Dataset rows:

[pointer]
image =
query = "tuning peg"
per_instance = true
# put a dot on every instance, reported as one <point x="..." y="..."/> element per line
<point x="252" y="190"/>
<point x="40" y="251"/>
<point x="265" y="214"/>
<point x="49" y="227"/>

Written exercise: Retype the entries above without any changes.

Reply to the task:
[pointer]
image =
query = "tuning peg"
per_instance = true
# put a dot on every instance, reported as one <point x="..." y="..."/> element per line
<point x="252" y="190"/>
<point x="40" y="251"/>
<point x="265" y="214"/>
<point x="49" y="227"/>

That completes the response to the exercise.